No-Till Gardening?
By Karina | March 15, 2010
I’m entering into Spring Number 1 in my new home, which means the first year to get a real start on planting a garden from scratch. Last year when we were cleaning up the yard (I moved here just too late for setting seeds, but just in time for the annual “oh we didn’t rake leaves last year and we have to clean out everything so the new grass has a chance to grow” effort. [note we are looking forward to this effort again this year, having not done a good job with leaves last fall.] So, the general ideal last year was we would pitch all of the yard waste back into the far back corner of the yard – the area where we will eventually plan a garden of some sort, and where we will be building our compost bin this spring. This area is on top of a rock outcropping and while I haven’t dug down to actually check, I am guessing there’s not much topsoil back there either. And the general plan was we would just pitch all that stuff back there, let it decay on it’s own for a couple of years, and then till it under and plant an awesome garden with berries and herbs and tomatoes. I was hoping to amend the thin soil covering the rock outcropping back there with even more delicious organic matter, and to avoid bagging and transporting all our lawn waste to the town compost. (Though there are lots of largish tree limbs back there, too, which will have to be addressed somehow. They can’t be tilled under!)
However, lately I’ve been reading and hearing more and more about no-till agriculture. On a commercial level, no-till farming – where the old crops are left in place, not tilled or moved around, and new crops are planted directly in with the old stubble – has been shown to reduce carbon releases from the soil. That’s right: it turns out that agriculture is a greenhouse gas producing industry not because of pesticides and fertilizers (though these don’t help!) or the machinery used, but because the act of stirring the soil as you till it releases carbon into the atmosphere. From the NPR article linked:
“That reflects the past century of plowing and such. We’ve seen the organic carbon content of the field go from 5 percent to about 3 percent.”
It may not seem like much, but it means that over the past 100 years, every acre of this field has vented about 50 tons of carbon dioxide into the atmosphere. That’s about as much as eight average cars pump out in a year.

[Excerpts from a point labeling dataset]

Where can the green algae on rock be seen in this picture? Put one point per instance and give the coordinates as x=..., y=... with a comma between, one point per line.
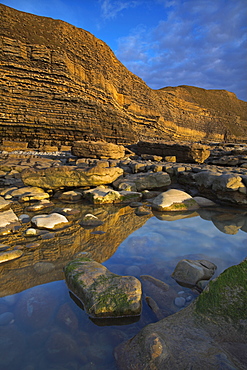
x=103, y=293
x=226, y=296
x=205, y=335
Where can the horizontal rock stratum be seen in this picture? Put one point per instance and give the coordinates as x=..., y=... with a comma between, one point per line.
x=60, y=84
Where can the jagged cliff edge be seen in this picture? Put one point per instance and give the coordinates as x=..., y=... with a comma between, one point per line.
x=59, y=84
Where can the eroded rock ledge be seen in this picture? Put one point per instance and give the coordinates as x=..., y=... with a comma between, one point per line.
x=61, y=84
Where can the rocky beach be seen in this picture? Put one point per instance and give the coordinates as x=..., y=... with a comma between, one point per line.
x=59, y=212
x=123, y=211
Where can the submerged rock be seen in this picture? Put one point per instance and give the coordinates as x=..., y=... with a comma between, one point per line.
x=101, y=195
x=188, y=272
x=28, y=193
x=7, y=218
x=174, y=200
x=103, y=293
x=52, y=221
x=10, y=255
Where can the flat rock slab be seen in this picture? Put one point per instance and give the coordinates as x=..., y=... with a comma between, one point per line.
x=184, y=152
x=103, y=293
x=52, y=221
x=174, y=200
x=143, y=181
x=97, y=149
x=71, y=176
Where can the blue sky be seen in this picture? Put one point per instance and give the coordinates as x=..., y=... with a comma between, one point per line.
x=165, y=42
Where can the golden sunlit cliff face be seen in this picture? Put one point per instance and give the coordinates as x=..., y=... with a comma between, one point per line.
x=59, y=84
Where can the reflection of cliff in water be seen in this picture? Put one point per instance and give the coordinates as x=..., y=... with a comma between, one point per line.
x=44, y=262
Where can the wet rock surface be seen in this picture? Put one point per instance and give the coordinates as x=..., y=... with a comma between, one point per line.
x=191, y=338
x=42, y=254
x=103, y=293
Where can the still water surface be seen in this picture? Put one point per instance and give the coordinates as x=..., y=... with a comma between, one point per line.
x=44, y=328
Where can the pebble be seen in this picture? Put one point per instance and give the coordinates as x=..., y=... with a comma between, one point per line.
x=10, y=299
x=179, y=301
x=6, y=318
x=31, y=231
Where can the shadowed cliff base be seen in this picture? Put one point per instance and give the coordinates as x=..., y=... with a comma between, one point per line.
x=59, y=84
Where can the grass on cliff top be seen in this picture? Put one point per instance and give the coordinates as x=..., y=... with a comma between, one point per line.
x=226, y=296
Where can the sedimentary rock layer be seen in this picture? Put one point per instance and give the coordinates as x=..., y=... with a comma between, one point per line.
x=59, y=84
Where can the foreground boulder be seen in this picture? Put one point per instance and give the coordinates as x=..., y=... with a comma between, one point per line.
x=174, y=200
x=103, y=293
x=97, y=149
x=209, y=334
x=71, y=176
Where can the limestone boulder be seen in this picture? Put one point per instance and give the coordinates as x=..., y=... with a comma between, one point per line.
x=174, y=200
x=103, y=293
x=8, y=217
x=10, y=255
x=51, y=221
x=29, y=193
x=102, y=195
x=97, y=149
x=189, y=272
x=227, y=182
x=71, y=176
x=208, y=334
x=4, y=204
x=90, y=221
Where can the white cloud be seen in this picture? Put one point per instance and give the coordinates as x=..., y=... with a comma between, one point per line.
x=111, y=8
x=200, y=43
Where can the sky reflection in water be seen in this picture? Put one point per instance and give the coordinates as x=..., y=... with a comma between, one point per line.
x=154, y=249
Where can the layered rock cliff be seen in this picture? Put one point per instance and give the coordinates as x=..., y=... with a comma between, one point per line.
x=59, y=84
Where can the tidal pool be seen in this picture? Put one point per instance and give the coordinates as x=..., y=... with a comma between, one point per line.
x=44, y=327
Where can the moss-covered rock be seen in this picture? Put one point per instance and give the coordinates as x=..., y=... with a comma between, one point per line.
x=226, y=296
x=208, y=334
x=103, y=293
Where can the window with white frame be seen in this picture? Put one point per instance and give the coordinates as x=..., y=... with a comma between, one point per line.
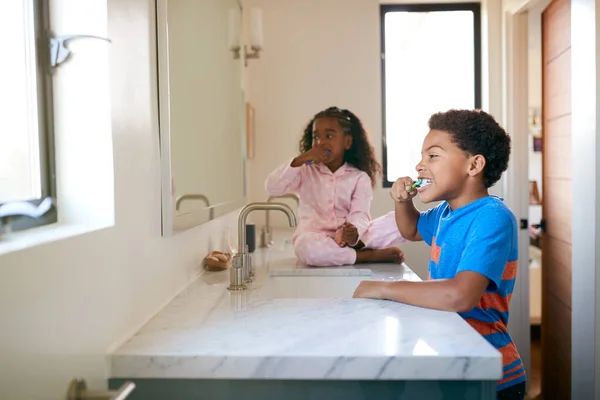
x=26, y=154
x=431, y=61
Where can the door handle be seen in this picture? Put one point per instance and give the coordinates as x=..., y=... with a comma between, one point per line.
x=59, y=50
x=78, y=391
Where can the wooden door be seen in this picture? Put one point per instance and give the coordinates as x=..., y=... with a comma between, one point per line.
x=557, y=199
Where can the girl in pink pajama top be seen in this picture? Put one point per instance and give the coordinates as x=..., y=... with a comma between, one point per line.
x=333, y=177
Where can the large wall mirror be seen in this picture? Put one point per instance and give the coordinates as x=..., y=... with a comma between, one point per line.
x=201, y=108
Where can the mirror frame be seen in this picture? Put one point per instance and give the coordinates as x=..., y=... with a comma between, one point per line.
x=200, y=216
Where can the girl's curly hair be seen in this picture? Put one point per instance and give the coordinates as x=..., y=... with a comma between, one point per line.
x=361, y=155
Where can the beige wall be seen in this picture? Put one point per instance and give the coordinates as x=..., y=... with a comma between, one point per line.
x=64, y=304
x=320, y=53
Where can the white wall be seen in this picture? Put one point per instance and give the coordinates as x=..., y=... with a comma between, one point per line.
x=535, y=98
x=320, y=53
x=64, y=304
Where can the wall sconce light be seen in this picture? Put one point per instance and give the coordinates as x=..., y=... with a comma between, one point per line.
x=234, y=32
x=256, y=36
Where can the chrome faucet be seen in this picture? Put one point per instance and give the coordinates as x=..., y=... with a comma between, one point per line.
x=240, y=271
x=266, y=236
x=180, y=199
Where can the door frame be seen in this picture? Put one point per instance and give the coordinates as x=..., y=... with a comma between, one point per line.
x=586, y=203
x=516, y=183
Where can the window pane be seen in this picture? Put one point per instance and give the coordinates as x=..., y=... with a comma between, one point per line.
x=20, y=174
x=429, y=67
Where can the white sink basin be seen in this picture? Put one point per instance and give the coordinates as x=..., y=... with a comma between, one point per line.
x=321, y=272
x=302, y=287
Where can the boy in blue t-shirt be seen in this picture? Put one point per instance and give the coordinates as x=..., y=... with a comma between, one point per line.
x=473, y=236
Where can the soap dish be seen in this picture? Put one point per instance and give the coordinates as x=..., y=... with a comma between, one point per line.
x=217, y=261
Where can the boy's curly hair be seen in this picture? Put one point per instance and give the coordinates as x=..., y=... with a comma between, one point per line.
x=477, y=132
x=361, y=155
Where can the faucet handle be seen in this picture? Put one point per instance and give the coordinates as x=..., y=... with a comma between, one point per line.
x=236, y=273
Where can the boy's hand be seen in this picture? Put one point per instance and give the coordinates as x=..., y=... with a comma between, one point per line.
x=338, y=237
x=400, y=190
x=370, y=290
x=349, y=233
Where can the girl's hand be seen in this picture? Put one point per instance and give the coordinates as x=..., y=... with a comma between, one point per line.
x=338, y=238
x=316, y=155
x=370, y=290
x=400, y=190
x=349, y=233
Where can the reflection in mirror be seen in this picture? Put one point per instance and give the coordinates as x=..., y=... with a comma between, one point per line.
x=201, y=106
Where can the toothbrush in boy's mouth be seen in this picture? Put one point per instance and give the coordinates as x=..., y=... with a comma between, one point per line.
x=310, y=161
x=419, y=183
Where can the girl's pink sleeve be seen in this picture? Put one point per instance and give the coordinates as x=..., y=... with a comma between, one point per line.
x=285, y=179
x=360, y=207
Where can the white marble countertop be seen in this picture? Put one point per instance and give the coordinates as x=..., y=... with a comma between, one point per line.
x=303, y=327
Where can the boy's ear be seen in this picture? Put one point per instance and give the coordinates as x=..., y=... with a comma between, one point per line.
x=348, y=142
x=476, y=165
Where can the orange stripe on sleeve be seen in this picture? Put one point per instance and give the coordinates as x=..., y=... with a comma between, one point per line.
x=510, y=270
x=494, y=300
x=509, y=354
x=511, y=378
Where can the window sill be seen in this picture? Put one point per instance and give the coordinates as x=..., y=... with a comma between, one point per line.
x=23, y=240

Short task A
Answer these about the post on no-till gardening:
(i) Where in the yard will the compost bin be built?
(ii) In the quoted passage, what did the field's organic carbon content fall from and to?
(iii) The carbon dioxide each acre vented equals the yearly output of about how many average cars?
Short task B
Shift every coordinate in the rows by 124, covering everything from the start of the rows up to and including the line with "x=205, y=335". Write those lines out again with the request included, and leave the picture out.

Result A
(i) In the far back corner of the yard
(ii) From 5 percent to about 3 percent
(iii) About eight

Result B
Where can the green algae on rock be seen in this picture? Put one point per instance and give the coordinates as x=..., y=... with a comma between, one point per line.
x=227, y=417
x=350, y=420
x=329, y=459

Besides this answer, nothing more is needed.